What the task requires => Skip any picture you find and retype all the remaining lines exactly.

Coordinate annotation entries:
· · ·
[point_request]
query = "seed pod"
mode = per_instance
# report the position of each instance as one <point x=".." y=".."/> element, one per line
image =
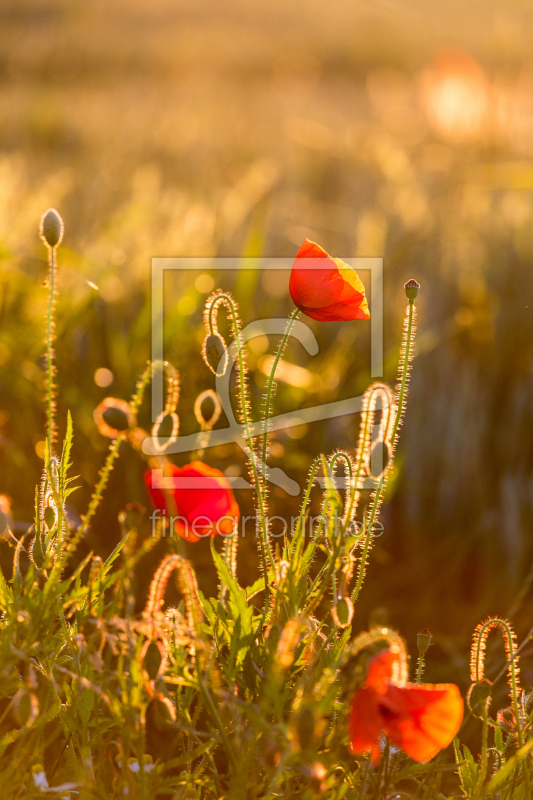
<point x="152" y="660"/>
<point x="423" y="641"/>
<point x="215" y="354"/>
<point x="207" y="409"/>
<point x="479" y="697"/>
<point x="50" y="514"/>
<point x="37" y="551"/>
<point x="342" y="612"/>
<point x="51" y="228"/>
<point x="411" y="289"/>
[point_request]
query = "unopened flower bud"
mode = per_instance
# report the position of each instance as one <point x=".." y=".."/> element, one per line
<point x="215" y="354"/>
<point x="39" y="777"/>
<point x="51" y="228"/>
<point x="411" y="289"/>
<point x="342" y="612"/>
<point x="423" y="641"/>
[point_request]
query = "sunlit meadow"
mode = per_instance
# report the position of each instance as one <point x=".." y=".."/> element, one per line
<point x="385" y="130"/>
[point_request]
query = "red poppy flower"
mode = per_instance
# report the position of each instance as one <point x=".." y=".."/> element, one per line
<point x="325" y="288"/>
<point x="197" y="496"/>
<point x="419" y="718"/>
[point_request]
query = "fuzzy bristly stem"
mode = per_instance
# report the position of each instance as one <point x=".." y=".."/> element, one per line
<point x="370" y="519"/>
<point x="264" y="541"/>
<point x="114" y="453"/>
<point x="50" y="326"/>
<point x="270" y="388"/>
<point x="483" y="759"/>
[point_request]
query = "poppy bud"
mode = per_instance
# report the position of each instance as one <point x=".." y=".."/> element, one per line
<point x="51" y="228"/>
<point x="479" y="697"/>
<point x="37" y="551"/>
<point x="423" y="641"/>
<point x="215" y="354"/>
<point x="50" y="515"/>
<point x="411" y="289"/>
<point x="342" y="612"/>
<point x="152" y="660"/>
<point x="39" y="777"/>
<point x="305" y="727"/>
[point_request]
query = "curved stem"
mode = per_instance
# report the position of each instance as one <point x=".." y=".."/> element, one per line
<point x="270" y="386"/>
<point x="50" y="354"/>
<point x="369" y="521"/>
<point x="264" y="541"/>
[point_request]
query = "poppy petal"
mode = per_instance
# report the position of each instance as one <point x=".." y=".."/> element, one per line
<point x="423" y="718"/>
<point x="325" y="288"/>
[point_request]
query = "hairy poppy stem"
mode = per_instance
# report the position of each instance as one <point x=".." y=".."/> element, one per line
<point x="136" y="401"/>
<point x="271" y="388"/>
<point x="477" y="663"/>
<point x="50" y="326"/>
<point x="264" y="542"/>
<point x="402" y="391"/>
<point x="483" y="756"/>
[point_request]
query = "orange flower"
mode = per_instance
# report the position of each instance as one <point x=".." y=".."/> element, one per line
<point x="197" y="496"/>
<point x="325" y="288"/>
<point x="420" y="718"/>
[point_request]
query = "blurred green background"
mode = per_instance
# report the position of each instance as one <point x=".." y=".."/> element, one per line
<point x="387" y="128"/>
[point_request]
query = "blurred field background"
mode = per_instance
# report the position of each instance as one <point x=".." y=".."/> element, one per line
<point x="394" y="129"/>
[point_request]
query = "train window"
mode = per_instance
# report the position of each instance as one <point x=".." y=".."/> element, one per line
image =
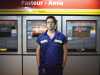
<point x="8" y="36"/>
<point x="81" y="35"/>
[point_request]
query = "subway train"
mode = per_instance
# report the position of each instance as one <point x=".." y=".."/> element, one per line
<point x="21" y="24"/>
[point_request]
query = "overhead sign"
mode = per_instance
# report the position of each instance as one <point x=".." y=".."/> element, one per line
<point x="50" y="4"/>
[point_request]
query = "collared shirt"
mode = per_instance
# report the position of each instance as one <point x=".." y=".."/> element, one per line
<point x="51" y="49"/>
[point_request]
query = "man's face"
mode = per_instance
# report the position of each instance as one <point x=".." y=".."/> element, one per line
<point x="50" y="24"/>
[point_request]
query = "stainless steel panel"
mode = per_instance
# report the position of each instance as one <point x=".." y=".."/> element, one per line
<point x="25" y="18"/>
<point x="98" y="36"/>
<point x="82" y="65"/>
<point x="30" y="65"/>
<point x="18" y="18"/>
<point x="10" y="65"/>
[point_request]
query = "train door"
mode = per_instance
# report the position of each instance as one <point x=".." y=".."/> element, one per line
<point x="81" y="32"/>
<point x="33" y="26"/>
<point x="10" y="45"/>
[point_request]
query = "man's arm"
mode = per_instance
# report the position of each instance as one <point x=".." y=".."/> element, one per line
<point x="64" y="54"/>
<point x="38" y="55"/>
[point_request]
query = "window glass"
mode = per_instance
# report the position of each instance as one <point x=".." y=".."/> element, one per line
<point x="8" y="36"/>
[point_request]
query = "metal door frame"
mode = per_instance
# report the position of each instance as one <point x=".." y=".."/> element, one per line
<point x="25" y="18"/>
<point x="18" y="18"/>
· · ·
Answer below =>
[point_request]
query = "seed pod"
mode = per_instance
# report the position of each instance as one <point x=".." y=".."/> element, one per line
image =
<point x="152" y="660"/>
<point x="423" y="641"/>
<point x="215" y="354"/>
<point x="207" y="409"/>
<point x="479" y="697"/>
<point x="50" y="514"/>
<point x="37" y="551"/>
<point x="342" y="612"/>
<point x="51" y="228"/>
<point x="411" y="289"/>
[point_request]
query = "unopened flower bud"
mode = per_instance
# report the position of each instance as one <point x=".." y=".."/> element, one per line
<point x="215" y="354"/>
<point x="39" y="777"/>
<point x="51" y="228"/>
<point x="411" y="289"/>
<point x="342" y="612"/>
<point x="423" y="641"/>
[point_request]
query = "sunlit meadow"
mode = per_instance
# report the position of each instance as one <point x=".." y=".."/> element, one per line
<point x="385" y="130"/>
[point_request]
query = "red poppy flower"
mode = per_instance
# report the position of each instance as one <point x=".." y=".."/> element, one per line
<point x="325" y="288"/>
<point x="197" y="496"/>
<point x="419" y="718"/>
[point_request]
query = "fuzzy bristly stem"
mode = per_instance
# report the position of each instance as one <point x=".." y=".."/> element, one per line
<point x="370" y="519"/>
<point x="264" y="541"/>
<point x="114" y="453"/>
<point x="50" y="326"/>
<point x="270" y="388"/>
<point x="483" y="759"/>
[point_request]
query = "poppy bud"
mode = per_instance
# report the position of each instance as one <point x=".." y=".."/> element, one per line
<point x="51" y="228"/>
<point x="479" y="697"/>
<point x="37" y="551"/>
<point x="423" y="641"/>
<point x="215" y="354"/>
<point x="50" y="515"/>
<point x="411" y="289"/>
<point x="342" y="612"/>
<point x="152" y="660"/>
<point x="39" y="777"/>
<point x="305" y="727"/>
[point_request]
query = "curved stem"
mode = per_instance
# report the position of each instance as one <point x=".." y=".."/> element, one per line
<point x="270" y="386"/>
<point x="50" y="354"/>
<point x="369" y="521"/>
<point x="264" y="541"/>
[point_request]
query = "poppy petal"
mode = per_instance
# report the position of each instance as one <point x=".." y=".."/> element, one per line
<point x="423" y="718"/>
<point x="325" y="288"/>
[point_request]
query = "hairy poppy stem"
mode = per_instance
# report the position of each instance as one <point x=".." y=".."/> element, one per line
<point x="136" y="401"/>
<point x="271" y="388"/>
<point x="477" y="663"/>
<point x="50" y="326"/>
<point x="264" y="542"/>
<point x="402" y="391"/>
<point x="483" y="756"/>
[point_request]
query = "orange flower"
mode = per_instance
# report the position of each instance as one <point x=".." y=".."/> element, one per line
<point x="197" y="496"/>
<point x="325" y="288"/>
<point x="420" y="718"/>
[point_request]
query = "blurred green background"
mode = per_instance
# report the position of each instance as one <point x=".." y=".."/> element, one per line
<point x="387" y="128"/>
[point_request]
query = "blurred field background"
mode = per_instance
# report the position of each instance as one <point x=".." y=".."/> element, one per line
<point x="394" y="129"/>
[point_request]
query = "train window"
mode = per_instance
# report the position of each instance as one <point x=".." y=".."/> element, one per line
image =
<point x="8" y="36"/>
<point x="81" y="35"/>
[point_request]
query = "subway train"
mode = per_instance
# report the position of each instance as one <point x=".." y=".."/> element, one per line
<point x="21" y="24"/>
[point_request]
query = "overhead sign"
mode = per_instance
# report the position of each instance as one <point x=".." y=".."/> element, one per line
<point x="50" y="4"/>
[point_request]
query = "collared shirt"
mode = per_instance
# report the position of each instance as one <point x=".." y=".."/> element, one per line
<point x="51" y="49"/>
[point_request]
query = "man's face"
mode = per_instance
# report the position of each instance as one <point x=".." y=".."/> element, one per line
<point x="50" y="24"/>
[point_request]
query = "stainless steel panel"
mode = per_instance
# report the position of each instance as one <point x=".." y=".."/> element, one per line
<point x="25" y="18"/>
<point x="98" y="36"/>
<point x="82" y="65"/>
<point x="30" y="65"/>
<point x="18" y="18"/>
<point x="10" y="65"/>
[point_request]
query = "train door"
mode = per_instance
# report the position of each instance as one <point x=".." y=".."/> element, one per line
<point x="81" y="32"/>
<point x="33" y="26"/>
<point x="10" y="45"/>
[point_request]
query = "man's arm"
mode = per_instance
# report the position of each instance as one <point x=".." y=".."/> element, one per line
<point x="64" y="54"/>
<point x="38" y="55"/>
[point_request]
query = "window glass"
mode = per_instance
# report the position of each instance as one <point x=".." y=".."/> element, one per line
<point x="8" y="36"/>
[point_request]
query = "metal door frame"
mode = per_instance
# report the position of each instance as one <point x=".." y=".."/> element, one per line
<point x="25" y="18"/>
<point x="18" y="18"/>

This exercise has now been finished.